=== YOUR OBJECTIVE ===
An exact transcription of all the data is required, with every image removed.

(Records excerpted from a collection)
►
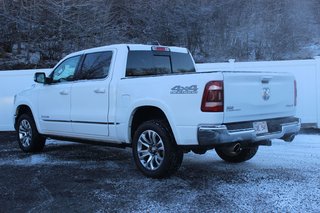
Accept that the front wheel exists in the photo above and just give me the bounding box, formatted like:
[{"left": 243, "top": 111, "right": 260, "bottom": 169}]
[
  {"left": 132, "top": 120, "right": 183, "bottom": 178},
  {"left": 215, "top": 145, "right": 258, "bottom": 163},
  {"left": 17, "top": 114, "right": 46, "bottom": 152}
]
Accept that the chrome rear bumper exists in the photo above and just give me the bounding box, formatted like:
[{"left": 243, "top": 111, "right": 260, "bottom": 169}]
[{"left": 198, "top": 117, "right": 301, "bottom": 146}]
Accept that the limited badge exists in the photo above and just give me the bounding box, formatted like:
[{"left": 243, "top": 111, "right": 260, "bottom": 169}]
[{"left": 262, "top": 88, "right": 270, "bottom": 101}]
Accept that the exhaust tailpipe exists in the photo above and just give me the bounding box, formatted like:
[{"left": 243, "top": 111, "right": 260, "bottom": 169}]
[
  {"left": 282, "top": 134, "right": 296, "bottom": 142},
  {"left": 233, "top": 143, "right": 241, "bottom": 153}
]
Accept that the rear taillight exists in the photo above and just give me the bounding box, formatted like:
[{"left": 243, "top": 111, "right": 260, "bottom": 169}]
[
  {"left": 294, "top": 80, "right": 297, "bottom": 106},
  {"left": 201, "top": 81, "right": 224, "bottom": 112}
]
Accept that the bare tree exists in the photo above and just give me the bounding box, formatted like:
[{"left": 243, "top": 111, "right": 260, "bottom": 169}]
[{"left": 1, "top": 0, "right": 320, "bottom": 69}]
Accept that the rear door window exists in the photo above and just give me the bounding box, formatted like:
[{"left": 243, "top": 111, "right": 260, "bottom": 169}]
[{"left": 76, "top": 51, "right": 112, "bottom": 80}]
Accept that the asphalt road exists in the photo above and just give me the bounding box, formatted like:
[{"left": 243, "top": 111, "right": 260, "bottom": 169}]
[{"left": 0, "top": 131, "right": 320, "bottom": 213}]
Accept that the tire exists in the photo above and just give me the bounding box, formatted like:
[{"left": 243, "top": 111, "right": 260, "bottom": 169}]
[
  {"left": 132, "top": 120, "right": 183, "bottom": 178},
  {"left": 215, "top": 145, "right": 258, "bottom": 163},
  {"left": 17, "top": 114, "right": 46, "bottom": 152}
]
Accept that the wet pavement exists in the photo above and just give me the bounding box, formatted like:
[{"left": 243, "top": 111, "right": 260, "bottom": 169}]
[{"left": 0, "top": 131, "right": 320, "bottom": 212}]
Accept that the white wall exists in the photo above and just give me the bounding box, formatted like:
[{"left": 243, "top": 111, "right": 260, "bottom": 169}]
[
  {"left": 196, "top": 57, "right": 320, "bottom": 127},
  {"left": 1, "top": 59, "right": 319, "bottom": 131},
  {"left": 0, "top": 69, "right": 51, "bottom": 131}
]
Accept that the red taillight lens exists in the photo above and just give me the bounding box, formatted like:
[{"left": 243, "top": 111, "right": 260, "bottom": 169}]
[
  {"left": 201, "top": 81, "right": 224, "bottom": 112},
  {"left": 294, "top": 80, "right": 297, "bottom": 106}
]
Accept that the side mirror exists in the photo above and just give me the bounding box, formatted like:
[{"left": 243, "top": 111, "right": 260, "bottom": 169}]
[{"left": 34, "top": 72, "right": 46, "bottom": 84}]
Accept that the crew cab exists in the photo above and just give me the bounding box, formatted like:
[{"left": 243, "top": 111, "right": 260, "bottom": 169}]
[{"left": 13, "top": 44, "right": 301, "bottom": 178}]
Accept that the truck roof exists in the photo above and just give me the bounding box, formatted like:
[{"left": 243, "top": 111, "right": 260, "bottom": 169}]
[{"left": 66, "top": 44, "right": 189, "bottom": 58}]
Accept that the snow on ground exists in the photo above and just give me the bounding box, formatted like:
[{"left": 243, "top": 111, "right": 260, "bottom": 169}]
[
  {"left": 0, "top": 133, "right": 320, "bottom": 212},
  {"left": 176, "top": 134, "right": 320, "bottom": 212},
  {"left": 3, "top": 134, "right": 319, "bottom": 168}
]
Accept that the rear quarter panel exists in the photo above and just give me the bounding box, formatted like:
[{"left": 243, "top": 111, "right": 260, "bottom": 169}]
[{"left": 115, "top": 72, "right": 223, "bottom": 145}]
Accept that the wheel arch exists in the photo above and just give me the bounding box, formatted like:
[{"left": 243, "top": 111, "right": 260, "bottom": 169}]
[
  {"left": 15, "top": 104, "right": 37, "bottom": 131},
  {"left": 129, "top": 105, "right": 178, "bottom": 145}
]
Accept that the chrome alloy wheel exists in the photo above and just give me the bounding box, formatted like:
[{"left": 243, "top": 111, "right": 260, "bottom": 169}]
[
  {"left": 137, "top": 130, "right": 165, "bottom": 171},
  {"left": 19, "top": 119, "right": 32, "bottom": 147}
]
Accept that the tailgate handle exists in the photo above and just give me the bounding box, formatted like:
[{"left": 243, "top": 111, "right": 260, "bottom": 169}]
[
  {"left": 261, "top": 76, "right": 272, "bottom": 84},
  {"left": 94, "top": 88, "right": 106, "bottom": 94}
]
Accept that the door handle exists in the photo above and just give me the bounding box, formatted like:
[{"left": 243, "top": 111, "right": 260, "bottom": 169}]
[
  {"left": 59, "top": 90, "right": 69, "bottom": 95},
  {"left": 94, "top": 88, "right": 106, "bottom": 94},
  {"left": 261, "top": 76, "right": 273, "bottom": 84}
]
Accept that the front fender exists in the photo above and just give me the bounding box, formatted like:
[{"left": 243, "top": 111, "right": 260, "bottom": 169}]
[{"left": 14, "top": 95, "right": 41, "bottom": 133}]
◄
=== WORKED SOLUTION ===
Accept that the front wheel exists in the photo above and just give me the bounding box, formatted like:
[{"left": 243, "top": 111, "right": 260, "bottom": 169}]
[
  {"left": 132, "top": 120, "right": 183, "bottom": 178},
  {"left": 215, "top": 145, "right": 258, "bottom": 163},
  {"left": 17, "top": 114, "right": 46, "bottom": 152}
]
Accept that the chrome rear bumper exists in the photo above and just give me the bounding box, formatted like:
[{"left": 243, "top": 111, "right": 260, "bottom": 169}]
[{"left": 198, "top": 117, "right": 301, "bottom": 146}]
Accept that the limited badge exists in the photo above and just give me the bounding box, formatted like:
[{"left": 243, "top": 111, "right": 260, "bottom": 169}]
[{"left": 262, "top": 88, "right": 270, "bottom": 101}]
Accept that the exhaust tailpipe exists in the photo above and just give me the bounding box, formatted like:
[{"left": 243, "top": 111, "right": 260, "bottom": 169}]
[
  {"left": 282, "top": 134, "right": 296, "bottom": 142},
  {"left": 233, "top": 143, "right": 241, "bottom": 153}
]
Accept that the rear taillight exists in the photo above and just give me the bounding box, formatted like:
[{"left": 243, "top": 111, "right": 260, "bottom": 169}]
[
  {"left": 294, "top": 80, "right": 297, "bottom": 106},
  {"left": 201, "top": 81, "right": 224, "bottom": 112}
]
Accept that the bare tree exists in the photo above and just give me the bounding box, formatted like:
[{"left": 243, "top": 111, "right": 260, "bottom": 169}]
[{"left": 1, "top": 0, "right": 320, "bottom": 69}]
Accept that the rear door window exists in the photo above and just give me the bounding box, formatted like:
[{"left": 243, "top": 111, "right": 260, "bottom": 169}]
[{"left": 76, "top": 51, "right": 112, "bottom": 80}]
Accept that the asphalt road exists in the photo above and just give me the bounding box, formatted like:
[{"left": 243, "top": 111, "right": 260, "bottom": 169}]
[{"left": 0, "top": 131, "right": 320, "bottom": 213}]
Accept that the tire exists in the photo above and just give me the bounding box, formatted like:
[{"left": 243, "top": 111, "right": 260, "bottom": 169}]
[
  {"left": 132, "top": 120, "right": 183, "bottom": 178},
  {"left": 215, "top": 145, "right": 258, "bottom": 163},
  {"left": 17, "top": 114, "right": 46, "bottom": 152}
]
Accept that the wet pavement exists in the photo above and just give me the bounding box, formatted like:
[{"left": 243, "top": 111, "right": 260, "bottom": 169}]
[{"left": 0, "top": 131, "right": 320, "bottom": 212}]
Accept that the white wall exists in the photo above and just give me the bounding box, formatted like:
[{"left": 243, "top": 111, "right": 260, "bottom": 169}]
[
  {"left": 196, "top": 57, "right": 320, "bottom": 127},
  {"left": 1, "top": 59, "right": 319, "bottom": 131},
  {"left": 0, "top": 69, "right": 51, "bottom": 131}
]
Accept that the red taillight lens exists in the photo above and just give me the bounding box, formatted like:
[{"left": 243, "top": 111, "right": 260, "bottom": 169}]
[
  {"left": 201, "top": 81, "right": 224, "bottom": 112},
  {"left": 294, "top": 80, "right": 297, "bottom": 106}
]
Accept that the side mirror exists in the photo above and just give me the bounding box, formatted like:
[{"left": 243, "top": 111, "right": 260, "bottom": 169}]
[{"left": 34, "top": 72, "right": 46, "bottom": 84}]
Accept that the crew cab exists in the photo above and just give me the bounding box, formatted like:
[{"left": 243, "top": 111, "right": 260, "bottom": 169}]
[{"left": 13, "top": 44, "right": 301, "bottom": 178}]
Accept that the truck roof exists in the photo above and just give me the bounding box, formatted like:
[{"left": 243, "top": 111, "right": 260, "bottom": 169}]
[{"left": 66, "top": 44, "right": 189, "bottom": 58}]
Accept that the snow on ground exists in the photo above and just give me the bounding box, formatted like:
[{"left": 243, "top": 111, "right": 260, "bottom": 169}]
[
  {"left": 0, "top": 133, "right": 320, "bottom": 212},
  {"left": 176, "top": 134, "right": 320, "bottom": 212},
  {"left": 3, "top": 134, "right": 319, "bottom": 168}
]
Accept that the rear quarter panel exists in the photo above and just give me the bounding box, formatted like:
[{"left": 243, "top": 111, "right": 260, "bottom": 169}]
[{"left": 115, "top": 72, "right": 223, "bottom": 145}]
Accept that the wheel arch exists in the photo above and just give me the bounding box, formatted like:
[{"left": 243, "top": 111, "right": 260, "bottom": 169}]
[
  {"left": 15, "top": 104, "right": 37, "bottom": 131},
  {"left": 129, "top": 105, "right": 178, "bottom": 145}
]
Accept that the chrome alloy wheel exists in the photo above and just give me the bounding box, formatted like:
[{"left": 243, "top": 111, "right": 260, "bottom": 169}]
[
  {"left": 137, "top": 130, "right": 165, "bottom": 171},
  {"left": 19, "top": 119, "right": 32, "bottom": 147}
]
Accept that the tailgate handle exists in the photo above and just give me the bounding box, formatted like:
[{"left": 243, "top": 111, "right": 260, "bottom": 169}]
[
  {"left": 261, "top": 76, "right": 272, "bottom": 84},
  {"left": 94, "top": 88, "right": 106, "bottom": 94}
]
Accept that the door handle exists in the photo above and just give me the bounding box, formatted like:
[{"left": 243, "top": 111, "right": 260, "bottom": 169}]
[
  {"left": 59, "top": 90, "right": 69, "bottom": 95},
  {"left": 94, "top": 88, "right": 106, "bottom": 94},
  {"left": 261, "top": 76, "right": 273, "bottom": 84}
]
Accept that the front fender exists in the photo above and just give me the bounding box, formatted like:
[{"left": 243, "top": 111, "right": 260, "bottom": 169}]
[{"left": 14, "top": 95, "right": 41, "bottom": 133}]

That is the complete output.